Rencontre avec Cyrille Tota, créateur du « Toucher du Vin »

Amateurs et professionnels curieux saluent volontiers l’opiniâtreté de ce diplômé de l’Institut Universitaire de la Vigne et du Vin devenu « Tasteurologue » en chef, après avoir créé le premier outil portatif permettant d’apprécier la texture d’un vin grâce à un jeu d’étoffes. Ce 11 janvier, il sera à l’Athenaeum au côté de Florence Tilkens Zotiades pour parler vins grecs et toucher…

Le vin et la pédagogie vous ont toujours guidé…

Mon père adorait le vin. C’est avec lui que j’ai commencé la dégustation. À cette époque, je partais faire les vendanges à Gevrey-Chambertin ou encore à Volnay, ses deux vignobles préférés. De là à me lancer dans des études d’œnologie, il n’y a qu’un pas, vite franchi. Sauf qu’en même temps que je terminais le Diplôme National d’Œnologue, j’étais admis à l’école normale. Mon premier métier fût donc celui d’instituteur. J’ai gravi les échelons, suis parti à Nanterre préparer une licence, une maîtrise puis un DEA en sciences de l’éducation… Bref, je dispose d’un bon bagage en pédagogie, que j’ai complété ensuite par un double diplôme de l’Institut Universitaire de la Vigne et du Vin de Dijon.

Pourquoi avez-vous choisi de reprendre vos études autour du vin ?

J’ai recroisé le chemin du grand Jacky Rigaux. Lui m’a initié à la dégustation géo-sensorielle. Chercher à identifier et à caractériser les liens qui existent entre un lieu et le vin qui en est issu m’a passionné. J’ai donc replongé. Reste que j’avais du mal à m’approprier les descripteurs de cette méthode. Il manquait, à mon sens, un outil pédagogique adapté. Et puis, force est de constater qu’on parlait très peu de toucher, alors que, tous les scientifiques vous le diront : c’est le sens le plus actif dans la dégustation. « Vous avez entièrement raison : le toucher du vin, c’est fondamental, me lança Jacky Rigaux. Sa texture, c’est son étoffe… Il faut les réhabiliter ! »
*****
CONSIGNE A:
Relevez, parmi les lignes ci-dessous, toutes celles qui contiennent le mot « woman ».
CONSIGNE B:
Prolongez l'entretien ci-dessus avec Cyrille Tota sur le toucher du vin, en reprenant après sa dernière phrase.
L'entretien ci-dessus et les lignes qui suivent n'ont aucun lien entre eux.
*****
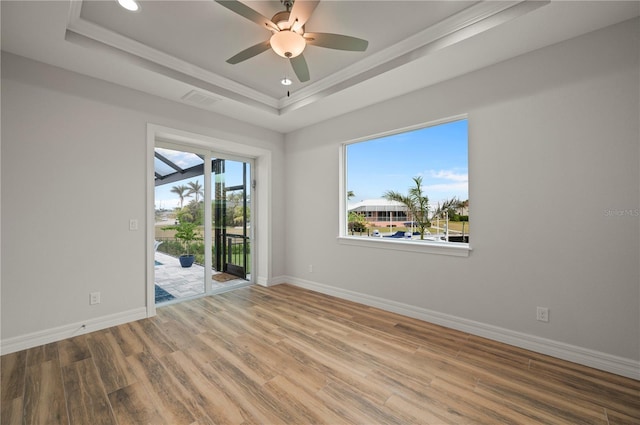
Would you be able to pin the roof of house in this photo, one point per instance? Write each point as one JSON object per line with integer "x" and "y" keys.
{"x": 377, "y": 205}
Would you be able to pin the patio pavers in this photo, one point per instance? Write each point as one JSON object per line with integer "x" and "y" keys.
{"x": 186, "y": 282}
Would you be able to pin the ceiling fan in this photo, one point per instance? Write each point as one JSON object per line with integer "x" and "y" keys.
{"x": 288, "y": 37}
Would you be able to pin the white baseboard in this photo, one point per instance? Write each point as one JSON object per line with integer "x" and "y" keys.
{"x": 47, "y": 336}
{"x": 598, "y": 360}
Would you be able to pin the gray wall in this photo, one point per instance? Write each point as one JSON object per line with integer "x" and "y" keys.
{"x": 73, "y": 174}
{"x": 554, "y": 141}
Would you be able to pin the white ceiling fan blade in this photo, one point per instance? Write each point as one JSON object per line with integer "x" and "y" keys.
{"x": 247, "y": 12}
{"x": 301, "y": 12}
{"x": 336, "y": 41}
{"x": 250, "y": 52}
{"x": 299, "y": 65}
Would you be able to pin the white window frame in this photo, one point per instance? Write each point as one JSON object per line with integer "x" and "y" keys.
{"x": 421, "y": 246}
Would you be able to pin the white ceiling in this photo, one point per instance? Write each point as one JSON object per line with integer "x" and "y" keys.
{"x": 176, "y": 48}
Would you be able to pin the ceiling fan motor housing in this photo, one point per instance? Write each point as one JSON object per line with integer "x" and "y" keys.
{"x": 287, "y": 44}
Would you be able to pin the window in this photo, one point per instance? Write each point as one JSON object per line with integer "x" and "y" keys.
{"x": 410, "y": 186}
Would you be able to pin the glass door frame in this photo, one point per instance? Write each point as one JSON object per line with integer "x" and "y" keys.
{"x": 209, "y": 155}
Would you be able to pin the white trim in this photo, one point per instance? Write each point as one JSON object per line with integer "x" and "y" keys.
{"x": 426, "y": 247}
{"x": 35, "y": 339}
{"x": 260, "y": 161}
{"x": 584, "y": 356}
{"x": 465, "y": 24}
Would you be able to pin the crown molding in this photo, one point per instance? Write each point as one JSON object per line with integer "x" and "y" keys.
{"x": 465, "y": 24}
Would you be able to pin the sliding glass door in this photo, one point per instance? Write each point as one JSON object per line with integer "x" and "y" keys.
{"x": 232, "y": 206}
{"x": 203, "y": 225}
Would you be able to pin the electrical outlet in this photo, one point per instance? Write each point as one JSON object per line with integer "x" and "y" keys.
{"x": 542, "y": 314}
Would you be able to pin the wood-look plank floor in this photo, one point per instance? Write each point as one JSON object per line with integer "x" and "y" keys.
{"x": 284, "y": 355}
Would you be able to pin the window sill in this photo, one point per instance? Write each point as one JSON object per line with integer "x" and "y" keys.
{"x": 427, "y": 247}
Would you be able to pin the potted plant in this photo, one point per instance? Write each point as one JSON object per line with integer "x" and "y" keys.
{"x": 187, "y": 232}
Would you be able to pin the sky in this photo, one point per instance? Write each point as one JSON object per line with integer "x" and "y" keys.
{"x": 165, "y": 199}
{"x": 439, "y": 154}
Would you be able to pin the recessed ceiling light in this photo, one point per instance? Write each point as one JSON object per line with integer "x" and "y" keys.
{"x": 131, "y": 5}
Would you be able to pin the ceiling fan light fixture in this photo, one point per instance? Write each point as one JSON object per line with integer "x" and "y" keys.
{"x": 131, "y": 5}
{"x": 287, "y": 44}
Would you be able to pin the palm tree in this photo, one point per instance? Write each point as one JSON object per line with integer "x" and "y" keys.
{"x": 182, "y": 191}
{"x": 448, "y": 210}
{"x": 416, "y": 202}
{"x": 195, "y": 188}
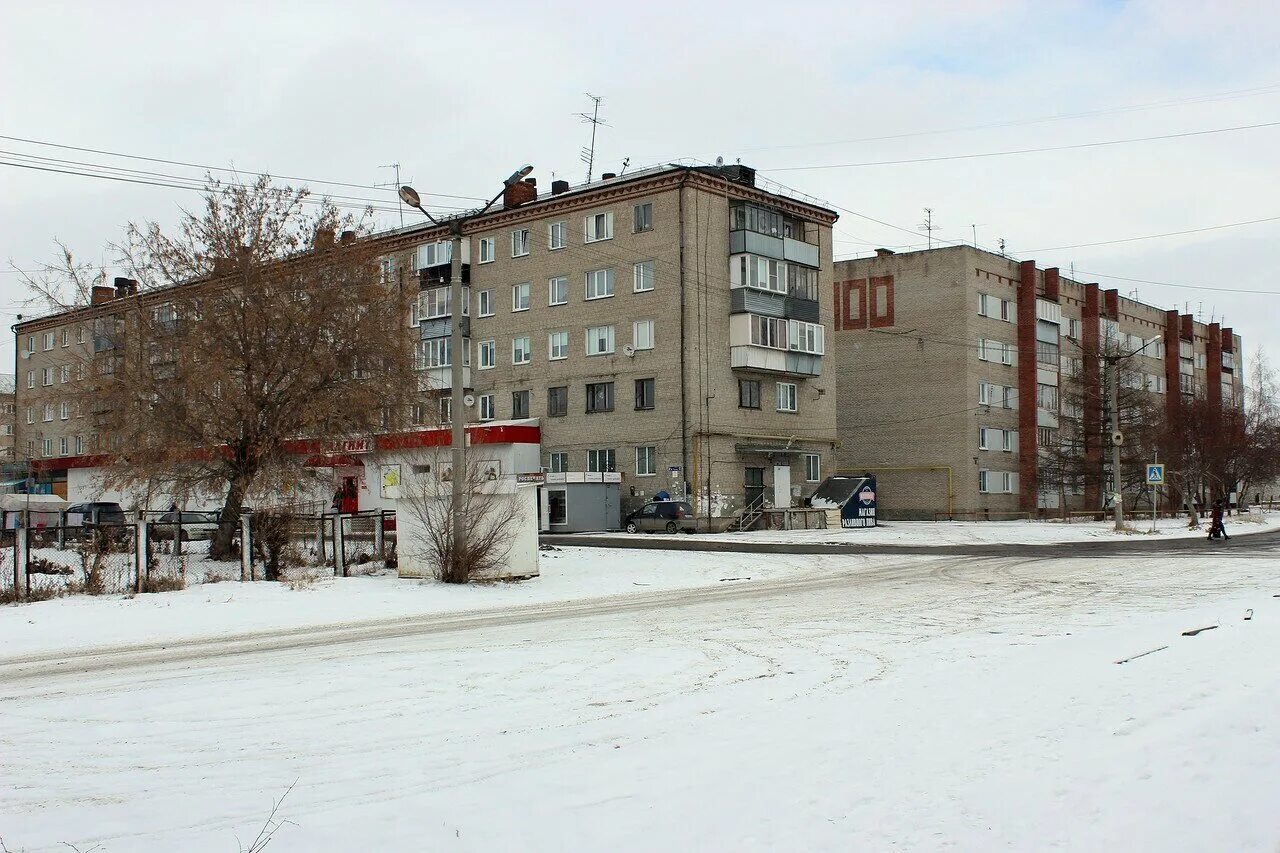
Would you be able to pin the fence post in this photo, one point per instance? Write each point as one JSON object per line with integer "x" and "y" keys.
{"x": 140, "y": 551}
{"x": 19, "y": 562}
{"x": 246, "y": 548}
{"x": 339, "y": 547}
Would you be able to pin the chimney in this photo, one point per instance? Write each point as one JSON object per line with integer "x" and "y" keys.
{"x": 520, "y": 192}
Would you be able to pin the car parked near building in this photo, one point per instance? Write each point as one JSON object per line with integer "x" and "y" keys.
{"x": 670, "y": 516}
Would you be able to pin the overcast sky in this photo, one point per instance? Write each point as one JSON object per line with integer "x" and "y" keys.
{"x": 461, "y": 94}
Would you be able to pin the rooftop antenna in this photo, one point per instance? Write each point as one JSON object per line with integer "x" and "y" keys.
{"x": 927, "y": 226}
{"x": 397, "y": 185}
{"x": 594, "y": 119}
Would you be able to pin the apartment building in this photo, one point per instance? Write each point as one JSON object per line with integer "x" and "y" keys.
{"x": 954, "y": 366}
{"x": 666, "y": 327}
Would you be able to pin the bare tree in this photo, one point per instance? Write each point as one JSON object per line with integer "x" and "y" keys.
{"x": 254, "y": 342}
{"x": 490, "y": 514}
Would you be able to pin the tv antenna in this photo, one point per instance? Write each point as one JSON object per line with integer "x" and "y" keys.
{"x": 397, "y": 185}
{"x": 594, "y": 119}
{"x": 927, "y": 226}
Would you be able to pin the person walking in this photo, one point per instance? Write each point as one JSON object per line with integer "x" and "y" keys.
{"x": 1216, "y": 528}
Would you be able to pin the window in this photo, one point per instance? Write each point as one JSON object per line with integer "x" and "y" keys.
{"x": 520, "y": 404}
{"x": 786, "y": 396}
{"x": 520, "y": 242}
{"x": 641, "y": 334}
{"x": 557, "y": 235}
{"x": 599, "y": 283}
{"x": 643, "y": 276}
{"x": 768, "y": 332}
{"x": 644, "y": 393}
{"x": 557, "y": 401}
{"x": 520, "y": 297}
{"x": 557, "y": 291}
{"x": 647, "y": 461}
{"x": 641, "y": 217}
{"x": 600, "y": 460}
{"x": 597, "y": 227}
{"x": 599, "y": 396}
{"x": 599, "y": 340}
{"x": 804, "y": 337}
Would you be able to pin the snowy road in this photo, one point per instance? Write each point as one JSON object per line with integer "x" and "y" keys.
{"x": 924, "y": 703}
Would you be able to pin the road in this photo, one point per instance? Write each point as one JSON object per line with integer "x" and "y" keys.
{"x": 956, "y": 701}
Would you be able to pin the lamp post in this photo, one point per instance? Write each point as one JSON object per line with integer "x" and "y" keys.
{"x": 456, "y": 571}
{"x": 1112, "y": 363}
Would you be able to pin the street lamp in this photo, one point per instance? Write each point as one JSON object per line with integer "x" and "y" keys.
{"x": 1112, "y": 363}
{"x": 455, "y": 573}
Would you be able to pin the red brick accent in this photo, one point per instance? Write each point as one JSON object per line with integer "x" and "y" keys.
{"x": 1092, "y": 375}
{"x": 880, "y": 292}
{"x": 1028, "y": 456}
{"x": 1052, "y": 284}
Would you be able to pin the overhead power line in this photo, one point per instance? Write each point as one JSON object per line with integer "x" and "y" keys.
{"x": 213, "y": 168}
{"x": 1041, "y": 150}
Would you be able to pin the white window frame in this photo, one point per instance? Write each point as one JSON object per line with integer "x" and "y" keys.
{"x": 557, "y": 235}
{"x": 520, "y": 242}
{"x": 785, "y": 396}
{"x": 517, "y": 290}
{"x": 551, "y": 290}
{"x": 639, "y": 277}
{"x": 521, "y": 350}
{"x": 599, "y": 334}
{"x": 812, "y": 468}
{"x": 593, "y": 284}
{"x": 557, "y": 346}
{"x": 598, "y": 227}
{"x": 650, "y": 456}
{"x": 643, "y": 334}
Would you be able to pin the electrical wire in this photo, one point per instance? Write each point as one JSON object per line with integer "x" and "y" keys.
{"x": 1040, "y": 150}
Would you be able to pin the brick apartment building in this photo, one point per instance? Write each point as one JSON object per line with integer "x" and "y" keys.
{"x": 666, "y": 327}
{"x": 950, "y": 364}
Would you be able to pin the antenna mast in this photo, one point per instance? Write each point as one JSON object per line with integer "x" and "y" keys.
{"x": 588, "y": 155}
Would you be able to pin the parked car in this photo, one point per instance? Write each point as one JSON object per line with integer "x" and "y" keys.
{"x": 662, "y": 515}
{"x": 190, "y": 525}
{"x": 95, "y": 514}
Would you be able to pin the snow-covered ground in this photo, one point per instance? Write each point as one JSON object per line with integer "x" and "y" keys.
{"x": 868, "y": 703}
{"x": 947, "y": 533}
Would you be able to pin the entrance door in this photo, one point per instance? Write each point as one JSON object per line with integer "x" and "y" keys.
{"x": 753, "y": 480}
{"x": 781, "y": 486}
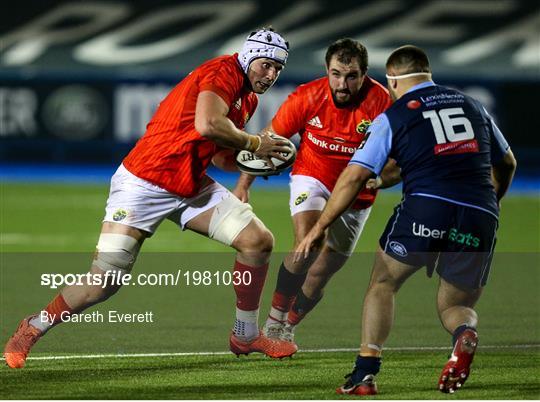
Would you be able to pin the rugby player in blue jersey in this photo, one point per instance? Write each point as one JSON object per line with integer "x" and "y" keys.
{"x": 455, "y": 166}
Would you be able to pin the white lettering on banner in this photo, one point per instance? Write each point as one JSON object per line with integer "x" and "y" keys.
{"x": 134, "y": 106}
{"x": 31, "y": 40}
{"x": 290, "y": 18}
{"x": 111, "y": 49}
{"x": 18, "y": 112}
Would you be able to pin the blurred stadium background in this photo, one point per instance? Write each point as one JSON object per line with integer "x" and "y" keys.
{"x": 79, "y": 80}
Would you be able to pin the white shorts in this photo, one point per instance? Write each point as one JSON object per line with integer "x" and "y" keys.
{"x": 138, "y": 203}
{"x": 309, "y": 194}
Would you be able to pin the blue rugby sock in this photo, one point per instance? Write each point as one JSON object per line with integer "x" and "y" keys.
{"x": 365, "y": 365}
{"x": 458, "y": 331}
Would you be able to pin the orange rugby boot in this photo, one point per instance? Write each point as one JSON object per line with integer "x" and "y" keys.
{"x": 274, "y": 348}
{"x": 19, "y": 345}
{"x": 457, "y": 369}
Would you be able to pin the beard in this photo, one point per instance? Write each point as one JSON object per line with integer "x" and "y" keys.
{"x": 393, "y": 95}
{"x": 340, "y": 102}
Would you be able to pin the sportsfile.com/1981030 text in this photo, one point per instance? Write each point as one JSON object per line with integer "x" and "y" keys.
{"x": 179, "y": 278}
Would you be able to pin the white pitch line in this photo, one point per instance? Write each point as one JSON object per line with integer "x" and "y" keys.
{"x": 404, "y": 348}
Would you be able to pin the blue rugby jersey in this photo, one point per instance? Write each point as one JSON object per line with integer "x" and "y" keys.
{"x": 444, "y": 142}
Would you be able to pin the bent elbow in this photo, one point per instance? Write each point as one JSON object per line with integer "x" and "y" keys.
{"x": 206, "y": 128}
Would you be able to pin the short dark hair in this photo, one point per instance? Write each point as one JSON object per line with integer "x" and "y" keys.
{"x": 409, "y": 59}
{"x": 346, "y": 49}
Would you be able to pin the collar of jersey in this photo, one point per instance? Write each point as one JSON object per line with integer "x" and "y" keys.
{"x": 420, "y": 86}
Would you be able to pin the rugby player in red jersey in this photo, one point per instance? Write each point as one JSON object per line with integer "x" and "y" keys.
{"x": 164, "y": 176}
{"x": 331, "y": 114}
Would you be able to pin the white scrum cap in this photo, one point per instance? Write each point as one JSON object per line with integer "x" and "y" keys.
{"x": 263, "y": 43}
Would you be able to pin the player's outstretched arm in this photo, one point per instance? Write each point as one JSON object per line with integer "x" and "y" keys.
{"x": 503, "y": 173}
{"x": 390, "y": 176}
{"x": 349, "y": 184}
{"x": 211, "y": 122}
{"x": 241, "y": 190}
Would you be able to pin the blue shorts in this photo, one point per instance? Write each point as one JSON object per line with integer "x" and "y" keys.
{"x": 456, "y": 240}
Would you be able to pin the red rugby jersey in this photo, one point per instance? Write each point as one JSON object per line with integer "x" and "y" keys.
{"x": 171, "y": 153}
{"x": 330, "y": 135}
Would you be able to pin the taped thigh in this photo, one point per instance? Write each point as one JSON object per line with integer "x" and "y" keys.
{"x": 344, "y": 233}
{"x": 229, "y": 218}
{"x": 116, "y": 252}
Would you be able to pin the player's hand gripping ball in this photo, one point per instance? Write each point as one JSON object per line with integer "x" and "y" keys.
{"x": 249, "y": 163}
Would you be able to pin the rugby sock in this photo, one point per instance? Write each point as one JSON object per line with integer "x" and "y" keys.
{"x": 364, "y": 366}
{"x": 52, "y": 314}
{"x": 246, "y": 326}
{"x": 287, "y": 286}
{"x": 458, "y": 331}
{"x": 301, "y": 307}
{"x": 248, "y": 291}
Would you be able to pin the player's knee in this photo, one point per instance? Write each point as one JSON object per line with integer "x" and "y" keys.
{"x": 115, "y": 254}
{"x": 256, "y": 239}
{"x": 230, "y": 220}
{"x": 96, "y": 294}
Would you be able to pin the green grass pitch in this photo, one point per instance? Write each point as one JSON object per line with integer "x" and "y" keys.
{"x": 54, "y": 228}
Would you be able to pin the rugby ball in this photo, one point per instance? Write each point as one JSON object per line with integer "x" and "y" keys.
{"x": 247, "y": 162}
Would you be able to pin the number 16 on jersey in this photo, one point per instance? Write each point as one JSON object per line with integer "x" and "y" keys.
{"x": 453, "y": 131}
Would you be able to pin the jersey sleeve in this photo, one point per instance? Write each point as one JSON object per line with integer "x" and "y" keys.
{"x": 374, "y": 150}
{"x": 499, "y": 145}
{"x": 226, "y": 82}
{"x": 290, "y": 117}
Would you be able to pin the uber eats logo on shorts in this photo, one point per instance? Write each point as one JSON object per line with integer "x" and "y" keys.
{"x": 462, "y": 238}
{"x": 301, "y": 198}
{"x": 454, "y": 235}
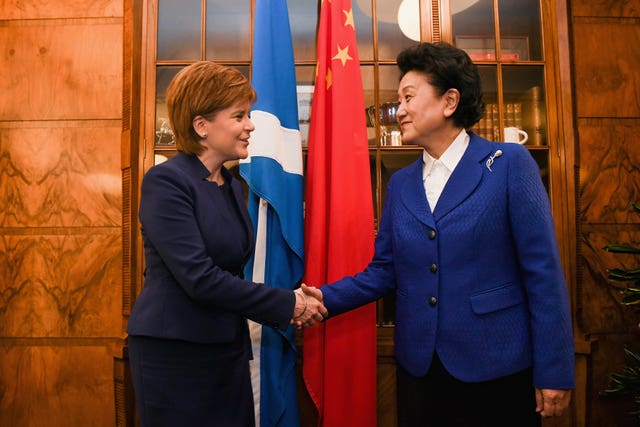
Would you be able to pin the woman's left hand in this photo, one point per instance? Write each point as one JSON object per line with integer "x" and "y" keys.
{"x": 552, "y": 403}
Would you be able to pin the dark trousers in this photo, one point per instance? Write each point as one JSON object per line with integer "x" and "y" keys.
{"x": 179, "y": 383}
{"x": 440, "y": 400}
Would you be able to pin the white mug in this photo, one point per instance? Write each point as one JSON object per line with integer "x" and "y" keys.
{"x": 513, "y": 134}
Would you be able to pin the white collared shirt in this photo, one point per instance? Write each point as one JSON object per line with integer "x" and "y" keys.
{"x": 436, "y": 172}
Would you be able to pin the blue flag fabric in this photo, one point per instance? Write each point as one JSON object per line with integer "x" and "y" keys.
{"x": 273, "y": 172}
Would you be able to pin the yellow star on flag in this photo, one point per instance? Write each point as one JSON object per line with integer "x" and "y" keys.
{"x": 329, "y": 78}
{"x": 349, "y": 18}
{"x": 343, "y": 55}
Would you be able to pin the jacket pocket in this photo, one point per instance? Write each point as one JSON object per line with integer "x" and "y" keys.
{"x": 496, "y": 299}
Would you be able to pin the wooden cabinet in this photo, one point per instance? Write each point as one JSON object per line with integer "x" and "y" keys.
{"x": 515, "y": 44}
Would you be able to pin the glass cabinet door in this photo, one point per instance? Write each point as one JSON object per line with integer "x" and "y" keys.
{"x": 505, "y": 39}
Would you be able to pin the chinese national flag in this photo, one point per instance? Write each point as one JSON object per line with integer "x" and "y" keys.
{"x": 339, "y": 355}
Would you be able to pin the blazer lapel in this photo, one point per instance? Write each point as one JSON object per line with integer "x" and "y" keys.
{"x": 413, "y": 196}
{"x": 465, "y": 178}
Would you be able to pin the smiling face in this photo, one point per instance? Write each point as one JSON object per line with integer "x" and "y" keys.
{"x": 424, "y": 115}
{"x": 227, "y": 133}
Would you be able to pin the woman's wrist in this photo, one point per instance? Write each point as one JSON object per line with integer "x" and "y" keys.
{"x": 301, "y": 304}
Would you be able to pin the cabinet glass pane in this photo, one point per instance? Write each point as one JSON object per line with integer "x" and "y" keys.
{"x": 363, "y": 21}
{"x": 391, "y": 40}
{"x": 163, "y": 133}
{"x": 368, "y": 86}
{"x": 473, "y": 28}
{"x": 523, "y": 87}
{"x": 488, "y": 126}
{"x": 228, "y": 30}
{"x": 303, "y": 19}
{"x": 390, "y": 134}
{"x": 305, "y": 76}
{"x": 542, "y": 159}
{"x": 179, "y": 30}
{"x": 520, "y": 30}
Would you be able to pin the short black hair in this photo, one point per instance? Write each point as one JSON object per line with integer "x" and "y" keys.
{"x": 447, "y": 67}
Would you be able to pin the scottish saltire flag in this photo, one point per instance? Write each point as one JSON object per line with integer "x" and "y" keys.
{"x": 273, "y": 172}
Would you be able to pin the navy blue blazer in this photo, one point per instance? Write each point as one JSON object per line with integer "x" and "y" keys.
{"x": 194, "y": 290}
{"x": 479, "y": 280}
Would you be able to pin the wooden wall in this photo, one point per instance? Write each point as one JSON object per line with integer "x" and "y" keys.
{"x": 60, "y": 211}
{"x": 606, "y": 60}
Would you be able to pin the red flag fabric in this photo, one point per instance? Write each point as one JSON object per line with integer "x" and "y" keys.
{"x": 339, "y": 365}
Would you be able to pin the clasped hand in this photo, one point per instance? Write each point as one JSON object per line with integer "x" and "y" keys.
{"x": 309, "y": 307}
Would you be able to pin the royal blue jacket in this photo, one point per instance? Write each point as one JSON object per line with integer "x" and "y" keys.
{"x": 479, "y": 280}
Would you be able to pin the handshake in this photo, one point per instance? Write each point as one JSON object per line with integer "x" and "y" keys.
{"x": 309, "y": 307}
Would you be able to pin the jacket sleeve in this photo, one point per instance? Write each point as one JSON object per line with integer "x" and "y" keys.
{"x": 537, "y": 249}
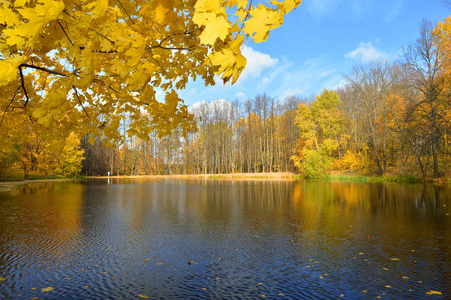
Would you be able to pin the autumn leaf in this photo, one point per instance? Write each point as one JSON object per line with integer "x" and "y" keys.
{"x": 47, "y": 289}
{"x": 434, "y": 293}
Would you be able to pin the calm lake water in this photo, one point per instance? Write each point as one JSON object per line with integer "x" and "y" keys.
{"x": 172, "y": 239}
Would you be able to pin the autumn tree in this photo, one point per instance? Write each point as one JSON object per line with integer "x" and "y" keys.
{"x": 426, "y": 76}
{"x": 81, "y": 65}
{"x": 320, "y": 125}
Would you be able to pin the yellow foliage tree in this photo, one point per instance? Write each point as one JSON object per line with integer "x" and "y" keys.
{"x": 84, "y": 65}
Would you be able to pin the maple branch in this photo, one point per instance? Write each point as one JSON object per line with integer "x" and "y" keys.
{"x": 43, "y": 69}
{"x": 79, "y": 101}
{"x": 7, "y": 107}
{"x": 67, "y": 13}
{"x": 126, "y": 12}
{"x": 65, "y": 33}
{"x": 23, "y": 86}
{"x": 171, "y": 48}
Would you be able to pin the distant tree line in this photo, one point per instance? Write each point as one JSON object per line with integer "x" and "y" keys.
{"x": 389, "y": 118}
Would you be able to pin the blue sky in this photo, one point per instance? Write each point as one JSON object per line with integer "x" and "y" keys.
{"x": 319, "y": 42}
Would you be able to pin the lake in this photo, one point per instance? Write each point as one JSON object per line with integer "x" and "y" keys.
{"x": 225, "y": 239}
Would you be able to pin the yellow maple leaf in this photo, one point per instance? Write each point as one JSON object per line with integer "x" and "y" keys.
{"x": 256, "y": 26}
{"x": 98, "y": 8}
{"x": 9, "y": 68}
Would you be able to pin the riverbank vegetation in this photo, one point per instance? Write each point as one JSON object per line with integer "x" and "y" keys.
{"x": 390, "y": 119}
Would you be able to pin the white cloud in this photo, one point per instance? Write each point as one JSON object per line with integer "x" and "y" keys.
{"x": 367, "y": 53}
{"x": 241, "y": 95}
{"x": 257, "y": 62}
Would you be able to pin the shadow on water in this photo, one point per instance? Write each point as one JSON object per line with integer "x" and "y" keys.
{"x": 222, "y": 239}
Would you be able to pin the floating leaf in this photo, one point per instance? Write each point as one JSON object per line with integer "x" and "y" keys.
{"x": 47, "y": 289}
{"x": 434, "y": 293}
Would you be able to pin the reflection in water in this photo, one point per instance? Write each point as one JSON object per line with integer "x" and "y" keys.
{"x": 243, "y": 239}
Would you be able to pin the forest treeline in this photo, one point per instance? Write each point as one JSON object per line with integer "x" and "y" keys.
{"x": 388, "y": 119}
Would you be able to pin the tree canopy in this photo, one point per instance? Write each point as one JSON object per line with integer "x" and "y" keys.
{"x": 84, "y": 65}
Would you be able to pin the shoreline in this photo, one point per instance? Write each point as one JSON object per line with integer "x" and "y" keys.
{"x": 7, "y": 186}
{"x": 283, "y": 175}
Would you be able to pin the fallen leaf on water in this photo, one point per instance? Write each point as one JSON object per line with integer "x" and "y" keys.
*****
RÉSULTAT A:
Would you be able to pin the woman's left hand in this photo, one point per instance? Write each point as one JSON object per line with integer "x" and "y" keys.
Would you be able to pin the woman's wrist in this photo, one point per instance? Write each point as one JSON object per line with integer "x" and "y" keys.

RÉSULTAT B:
Vous avez pris Jacky Rigaux au mot ?

Tout au fait. Au sens premier ! Après tout, le champs lexical de la dégustation nous y incite. Dans « Gargantua », Rabelais parle d’un « vin de taffetas, bien drapé de bonne laine ». Pour le négociant André Jullien, auteur de la « Topographie de tous les vignobles connus », les vins « dont le contact avec le palais fait éprouver une sensation agréable, qui n’est altérée par aucune âpreté » sont qualifiés de « soyeux ». Plus récemment, l’écrivain bourguignon Henri Vincenot écrivait, dans « La correspondance du vin », « Nous mâchâmes assez longuement ensemble, l’œil dans le vide, et lorsque la goulée fut avalée, après un temps d’extase discrète : – ça, c’est de la dentelle ! ». Et puis, les récepteurs qu’on a bout des doigts sont les mêmes qu’en bouche. Tout cela se tient.

Comment avez-vous validé vos théories ?

Des années durant, je me suis lancé dans toute une série d’expérimentations : je demandais à un public cible d’attribuer à chaque vin de terroir dégusté 1 ou 2 étoffes pour matérialiser son toucher. J’ai tout de suite été frappé par l’impact de ce procédé. Il décomplexe les dégustateurs. Il n’y a plus la barrière de la langue. Ils ont tout de suite les bons mots : c’est doux ou rugueux, fin ou épais, souple ou rigide, froid ou chaud… Petit à petit, j’ai affiné l’outil, en supprimant des tissus et en en testant des nouveaux. Jusqu’à ce que, fin 2017, une étude, scientifique cette fois, valide l’approche : un important panel de dégustateurs devait apprécier la texture de 9 vins différents, en choisissant pour chacun 1 à 2 tissus parmi 8. 74% sélectionnaient le même pour un vin donné et plus de 80% jugeaient l’outil proposé utile, voire très utile : « Le Toucher du Vin » était né, suivi en 2024 d’une nouvelle version baptisée « Tastovino ».

Un outil universel ?

Oui ! Son kit de 8 étoffes permet d’apprécier le toucher de n’importe quel vin dans le monde. Ma femme et moi avons passé plus d’un un an à le tester, des vignobles les plus éloignés de Nouvelle-Zélande à ceux d’ici, en Bourgogne. Mais, le procédé va bien plus loin. Il peut également offrir une lecture parcellaire du toucher d’un vin. À chaque tissu correspond en effet un type de sol : aux argileux, la soie naturelle et le taffetas ; au limon, le satin et la feutrine… De sorte que, pour un terroir précis, on peut identifier « le » tissu matérialisant la texture de son vin. C’est, par exemple, ce que nous faisons pour les champagnes RSRV de la maison Mumm.

Quel est votre quotidien aujourd’hui ?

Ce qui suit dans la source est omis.